Omit the images, then output each of the records below exactly.

Natural language region descriptions:

--- START ---

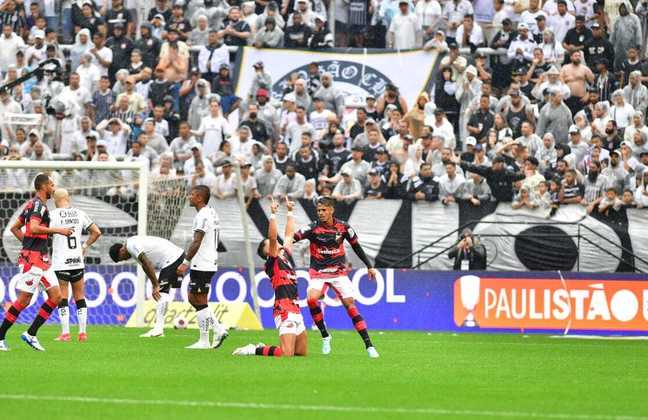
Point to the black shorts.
(71, 276)
(168, 275)
(200, 281)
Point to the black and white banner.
(355, 73)
(391, 230)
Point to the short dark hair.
(260, 250)
(40, 181)
(114, 252)
(326, 201)
(203, 190)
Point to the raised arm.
(273, 247)
(352, 238)
(95, 233)
(16, 230)
(290, 226)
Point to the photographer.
(468, 254)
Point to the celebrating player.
(328, 266)
(279, 267)
(67, 260)
(154, 253)
(34, 263)
(202, 257)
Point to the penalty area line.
(306, 407)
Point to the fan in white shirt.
(116, 137)
(621, 112)
(213, 129)
(202, 256)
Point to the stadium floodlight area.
(121, 197)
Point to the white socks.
(64, 316)
(161, 308)
(82, 316)
(205, 322)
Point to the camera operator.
(468, 254)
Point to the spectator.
(348, 189)
(225, 182)
(422, 187)
(555, 117)
(576, 75)
(498, 177)
(290, 185)
(269, 35)
(571, 191)
(174, 57)
(405, 31)
(468, 254)
(451, 185)
(321, 38)
(212, 55)
(148, 45)
(375, 188)
(626, 35)
(267, 177)
(476, 190)
(10, 44)
(525, 200)
(635, 93)
(297, 34)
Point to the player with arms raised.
(153, 253)
(328, 266)
(202, 259)
(34, 263)
(67, 260)
(279, 267)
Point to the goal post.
(95, 186)
(124, 199)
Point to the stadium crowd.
(555, 114)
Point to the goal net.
(123, 199)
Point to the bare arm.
(290, 227)
(15, 229)
(149, 270)
(273, 248)
(95, 233)
(37, 229)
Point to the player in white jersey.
(67, 260)
(202, 259)
(154, 253)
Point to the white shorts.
(293, 324)
(342, 284)
(31, 280)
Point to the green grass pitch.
(117, 375)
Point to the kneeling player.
(67, 260)
(154, 253)
(280, 268)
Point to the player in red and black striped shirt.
(34, 263)
(328, 266)
(280, 268)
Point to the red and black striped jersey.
(328, 257)
(282, 274)
(35, 210)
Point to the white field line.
(305, 407)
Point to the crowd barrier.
(447, 301)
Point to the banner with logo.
(355, 73)
(574, 303)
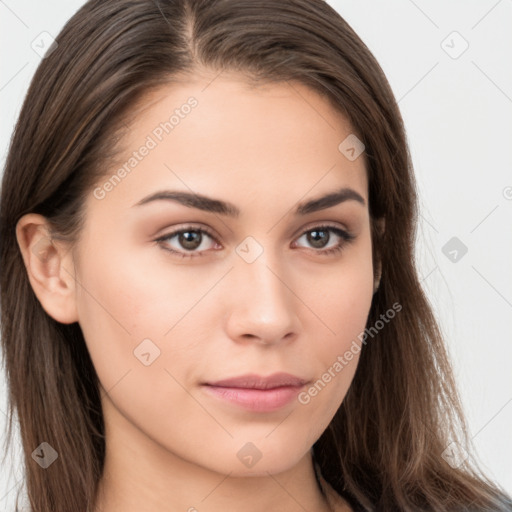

--- END ---

Answer to this task:
Point to the black shorts.
(71, 276)
(168, 275)
(200, 281)
Point to the black and white banner.
(355, 73)
(391, 230)
Point to the short dark hair.
(260, 250)
(40, 181)
(114, 252)
(326, 201)
(203, 190)
Point to the raised arm.
(273, 247)
(352, 238)
(95, 233)
(16, 230)
(290, 226)
Point to the photographer.
(468, 254)
Point to the celebrating player.
(328, 266)
(279, 267)
(67, 260)
(154, 253)
(34, 263)
(202, 257)
Point to the penalty area line.
(306, 407)
Point to the fan in white shirt.
(116, 137)
(621, 112)
(213, 129)
(202, 256)
Point to the stadium floodlight area.
(121, 197)
Point to the white socks.
(64, 316)
(161, 308)
(82, 316)
(205, 322)
Point to the camera operator.
(468, 254)
Point to the spectator.
(348, 189)
(225, 182)
(422, 187)
(555, 117)
(576, 75)
(498, 177)
(290, 185)
(269, 35)
(571, 191)
(174, 57)
(405, 31)
(468, 254)
(451, 185)
(321, 38)
(212, 55)
(148, 45)
(375, 188)
(626, 35)
(267, 177)
(476, 190)
(10, 44)
(525, 200)
(635, 93)
(297, 34)
Point to the player with arms raised.
(153, 253)
(328, 266)
(202, 259)
(34, 263)
(67, 260)
(279, 267)
Point to the goal post.
(95, 186)
(124, 199)
Point to the stadium crowd.
(555, 114)
Point to the goal net.
(123, 199)
Point to the bare arm.
(290, 227)
(15, 229)
(149, 270)
(273, 248)
(95, 233)
(37, 229)
Point to the player in white jersey.
(67, 260)
(202, 259)
(154, 253)
Point to the white shorts.
(293, 324)
(342, 284)
(31, 280)
Point to the green grass pitch.
(117, 375)
Point to the kneeling player.
(67, 260)
(154, 253)
(280, 268)
Point to the player in red and black striped shirt.
(34, 263)
(328, 266)
(280, 268)
Point to the red and black striped jersey.
(328, 257)
(282, 274)
(35, 210)
Point to the white field line.
(305, 407)
Point to the crowd barrier.
(447, 301)
Point to the banner with logo.
(355, 73)
(574, 303)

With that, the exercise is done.